───── Selected extract ─────
It was a shock to me. I'd only spoke to the manager a short time before. We played for Ireland against USA and Haiti and the week before I went away I spoke to him. I'd only played a couple of minutes here and there and so I asked what did I have to do to get in the team and he told me that I'm doing well, to keep doing what I'm doing. He just wanted to give me time to settle and he knew it was a different kind of league to what I was used to playing in.
I understood from a footballing point of view that he had to play the players that had experience of playing in the league so I thought, all right, grand. He told me you're one of our best finishers. We want to keep you here; we want to see you play. So that kind of gave me great confidence. I went away to the Irish game and came back. I think he was under pressure as well because we were leaking goals and we needed defenders. There are only so many international spots. We had to get rid of an international player and we had a lot of forwards so I fell into the boat of both categories, if that makes sense. It was a horrible thing.
───── Given information ─────
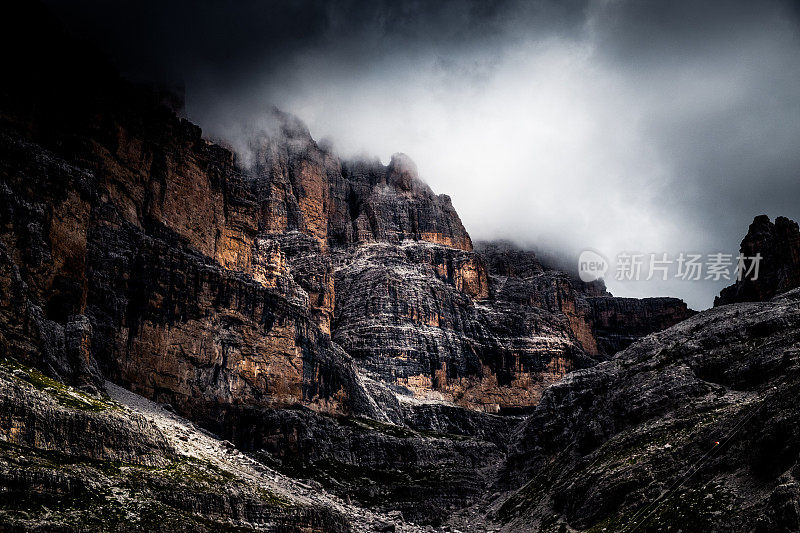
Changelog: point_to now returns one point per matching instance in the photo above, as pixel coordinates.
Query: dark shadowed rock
(778, 244)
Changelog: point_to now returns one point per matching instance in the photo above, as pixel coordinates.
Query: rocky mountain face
(330, 318)
(695, 427)
(778, 245)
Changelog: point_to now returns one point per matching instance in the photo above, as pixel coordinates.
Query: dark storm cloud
(619, 125)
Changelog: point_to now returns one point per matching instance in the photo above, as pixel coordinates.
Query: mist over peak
─────
- Required actions:
a) Answer these questions about the interview excerpt:
(i) Which two teams did Ireland play?
(ii) What did the manager say the speaker was, in the words "you're one of our…"?
(iii) What was happening that meant the team needed defenders?
b) Retype the part of the interview excerpt starting with "I understood from" and going on through "a horrible thing.".
c) Decide whether each statement agrees with the interview excerpt, and answer yes or no, quoting the words that settle it:
(i) Before the conversation with the manager, the speaker had played only a couple of minutes here and there.
(ii) The team was short of forwards.
(iii) The manager saw the league as the same kind the speaker was used to.
The lines play no part in what follows.

- The solutions:
a)
(i) USA and Haiti.
(ii) One of their best finishers.
(iii) They were leaking goals.

b)
I understood from a footballing point of view that he had to play the players that had experience of playing in the league so I thought, all right, grand. He told me you're one of our best finishers. We want to keep you here; we want to see you play. So that kind of gave me great confidence. I went away to the Irish game and came back. I think he was under pressure as well because we were leaking goals and we needed defenders. There are only so many international spots. We had to get rid of an international player and we had a lot of forwards so I fell into the boat of both categories, if that makes sense. It was a horrible thing.

c)
(i) Yes: "I'd only played a couple of minutes here and there"
(ii) No: "we had a lot of forwards"
(iii) No: "he knew it was a different kind of league to what I was used to playing in"